PROVIDED ENTRIES.
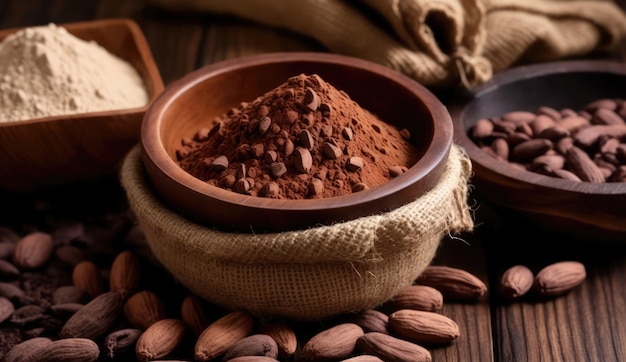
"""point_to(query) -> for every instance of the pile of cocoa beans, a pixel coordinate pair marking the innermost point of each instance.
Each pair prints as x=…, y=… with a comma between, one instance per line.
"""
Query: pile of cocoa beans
x=88, y=288
x=586, y=145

WRITTEN INSTRUCTION.
Reproduce every item above line for line, changing nothing, and leave out the pictures.

PROBLEM SOLUTION.
"""point_to(query) -> for every instance of the pile of cocoa beans, a pixel coordinate pair marking the innermost point of each instance.
Each pair prints as x=…, y=… with a comma between, one instance per line.
"""
Query: pile of cocoa beans
x=88, y=288
x=586, y=145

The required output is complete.